• [DOCUMENT TEXT]
------

Most anyone can claim they are humiliated by most anything someone writes about them, unless I guess, the words came off their own keyboard.

Did someone use the wrong pronoun? “How humiliating! Where to do I report this hateful ‘conduct’?”

Interestingly the bill does not say that if a “hate speech” comment is made by someone that it must be reported to any government authority. It simply requires that a website have a reporting mechanism to it, and that it must have a policy in place.

In other words, it’s a fundamentally toothless piece of performative legislation, except for the fact that it compels speech — it compels websites to come up with a reporting mechanism and policy.

Scott Greenfield thinks it doesn’t apply to him, and he may be right. His rationale is that Simple Justice doesn’t exist for “profit-making” purposes. He writes, as I do, whenever he wants, and about whatever he wants, and if you don’t like it you don’t have to read it. There is no fee to read. Go suck an egg. End of story, etc.

But what is the definition of a profit-making blog? The text of the bill doesn’t actually say:

(B)  "SOCIAL  MEDIA  NETWORK"  MEANS  SERVICE  PROVIDERS,  WHICH,  FOR PROFIT-MAKING PURPOSES, OPERATE INTERNET PLATFORMS THAT ARE DESIGNED TO ENABLE  USERS TO SHARE ANY CONTENT WITH OTHER USERS OR TO MAKE SUCH CONTENT AVAILABLE TO THE PUBLIC.

If I ran crappy Google ads on this site, the Attorney General could claim it qualifies as a direct revenue source as soon as one person clicked an ad and I made a dime. Would a tip jar on the side bar qualify?

Could a creative Attorney General claim that a law blog is used for indirect profit-making purposes? “Look, Mr. Blogger, every time you write you elevate your profile, and that leads to more business!”

In other words, pretty much the same argument if a lawyer wrote an op-ed, a law review article, gave CLE lectures or made television appearances. It doesn’t take a genius to argue that this is done as an indirect means of making profit, regardless of the attorney’s actual motivation in writing.

Yes, it’s a crappy argument, but would an Attorney General that already championed a bill that violates the First Amendment care?

This is what the law demands of a “profit-making” social media network. Rather than fight over whether I qualify, I prefer to come up with a policy.

------

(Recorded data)
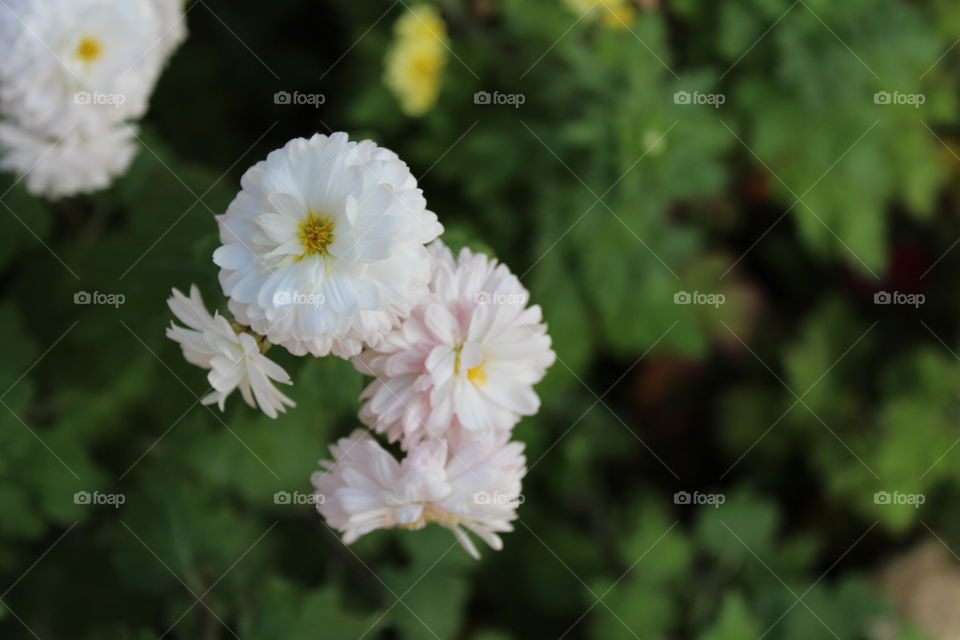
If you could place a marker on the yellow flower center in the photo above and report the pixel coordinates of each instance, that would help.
(316, 234)
(477, 375)
(89, 49)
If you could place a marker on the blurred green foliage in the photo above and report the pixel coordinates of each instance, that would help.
(798, 400)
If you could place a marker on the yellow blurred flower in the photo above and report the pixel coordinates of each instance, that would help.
(415, 59)
(616, 14)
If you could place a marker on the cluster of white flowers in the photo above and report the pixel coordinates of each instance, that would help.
(74, 74)
(329, 248)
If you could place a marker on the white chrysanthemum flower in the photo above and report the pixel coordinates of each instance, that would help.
(467, 486)
(78, 63)
(468, 356)
(323, 248)
(71, 164)
(234, 359)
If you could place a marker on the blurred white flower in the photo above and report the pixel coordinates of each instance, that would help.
(468, 356)
(466, 486)
(79, 63)
(72, 73)
(71, 164)
(234, 359)
(323, 248)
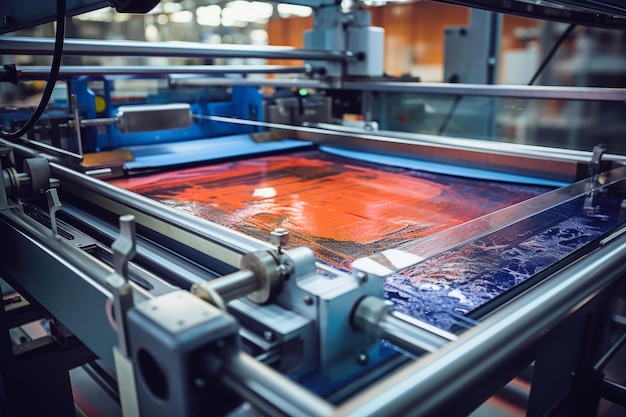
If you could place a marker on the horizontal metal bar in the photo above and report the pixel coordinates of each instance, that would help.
(273, 393)
(82, 47)
(257, 82)
(40, 72)
(535, 161)
(491, 90)
(60, 277)
(375, 317)
(443, 377)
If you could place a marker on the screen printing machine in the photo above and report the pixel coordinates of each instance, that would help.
(205, 248)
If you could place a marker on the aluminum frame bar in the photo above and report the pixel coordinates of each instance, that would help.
(491, 90)
(39, 72)
(217, 241)
(45, 46)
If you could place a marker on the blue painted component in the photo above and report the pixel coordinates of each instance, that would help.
(87, 110)
(156, 156)
(243, 102)
(438, 168)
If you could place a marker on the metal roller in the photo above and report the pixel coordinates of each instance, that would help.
(147, 118)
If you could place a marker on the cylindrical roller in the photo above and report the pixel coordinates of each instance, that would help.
(39, 171)
(376, 317)
(145, 118)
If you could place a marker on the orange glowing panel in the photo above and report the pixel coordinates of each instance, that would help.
(341, 208)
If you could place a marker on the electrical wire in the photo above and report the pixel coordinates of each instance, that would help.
(54, 73)
(552, 52)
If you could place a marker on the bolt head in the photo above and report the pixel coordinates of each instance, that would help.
(279, 237)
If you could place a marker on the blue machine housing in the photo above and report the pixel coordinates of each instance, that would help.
(238, 102)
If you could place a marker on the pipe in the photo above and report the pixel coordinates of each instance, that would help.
(273, 393)
(44, 46)
(490, 90)
(37, 72)
(376, 317)
(421, 388)
(215, 240)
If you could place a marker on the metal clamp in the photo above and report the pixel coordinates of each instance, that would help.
(54, 205)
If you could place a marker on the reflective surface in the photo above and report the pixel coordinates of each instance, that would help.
(341, 208)
(345, 209)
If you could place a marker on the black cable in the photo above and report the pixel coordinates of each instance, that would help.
(551, 53)
(54, 73)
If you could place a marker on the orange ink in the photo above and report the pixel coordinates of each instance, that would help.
(341, 208)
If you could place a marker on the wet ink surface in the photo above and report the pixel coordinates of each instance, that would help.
(345, 209)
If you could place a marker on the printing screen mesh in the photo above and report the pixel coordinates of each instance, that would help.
(341, 208)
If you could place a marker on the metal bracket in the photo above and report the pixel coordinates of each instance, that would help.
(589, 204)
(54, 205)
(124, 249)
(596, 157)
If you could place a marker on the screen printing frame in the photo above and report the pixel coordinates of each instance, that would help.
(157, 216)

------

• [INSTRUCTIONS]
a. Copy word for word the part of the post on the hate speech bill, starting with "Could a creative" and going on through "motivation in writing.".
b. In the post on the hate speech bill, list the lawyer activities that are compared to writing a law blog as possible indirect ways of making profit.

• [OUTPUTS FOR THE TASKS]
a.
Could a creative Attorney General claim that a law blog is used for indirect profit-making purposes? “Look, Mr. Blogger, every time you write you elevate your profile, and that leads to more business!”

In other words, pretty much the same argument if a lawyer wrote an op-ed, a law review article, gave CLE lectures or made television appearances. It doesn’t take a genius to argue that this is done as an indirect means of making profit, regardless of the attorney’s actual motivation in writing.

b.
- Writing an op-ed
- Writing a law review article
- Giving CLE lectures
- Making television appearances